■ Extrait du document
Où en est le mouvement israélien contre l’occupation ?
Par Michel Warschawski
Bien que
les manifestations du 4 juin aient été plus nombreuses que celles de ces
dernières années, le mouvement pacifiste en Israël traverse une crise depuis le
début de la décennie. Si les militants restent présents, ils trouvent beaucoup
plus difficilement écho dans l’opinion publique modérée.
Quatre à cinq
mille personnes ont participé à la manifestation du 5 juin à Tel Aviv qui,
traditionnellement, commémore le jour anniversaire de l’occupation de la
Cisjordanie, de la bande de Gaza et du plateau du Golan. Un bon score si on le
compare aux années précédentes où nous étions en général entre 1 000 et 2 000.
D’autant plus que, la veille, plusieurs centaines d’Israéliens s’étaient joints
à plus d’un millier de Palestiniens pour manifester à Beit Nuba-la Neuve, du nom
d’un des villages palestiniens de la Poche de Latroun rasés au lendemain de la
guerre de Juin 1967.

■ Données brutes
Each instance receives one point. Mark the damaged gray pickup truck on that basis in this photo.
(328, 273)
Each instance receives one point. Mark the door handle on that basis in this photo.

■ Actions demandées
[a] Citez les territoires dont l'occupation est commémorée par la manifestation de Tel Aviv, selon l'article.
[b] D'après l'article, combien de personnes étaient en général présentes à la manifestation de Tel Aviv les années précédentes ?
La liste n'a aucun lien avec l'article.

■ Réponses point par point
[a] La Cisjordanie, la bande de Gaza et le plateau du Golan.

[b] Entre 1 000 et 2 000 personnes.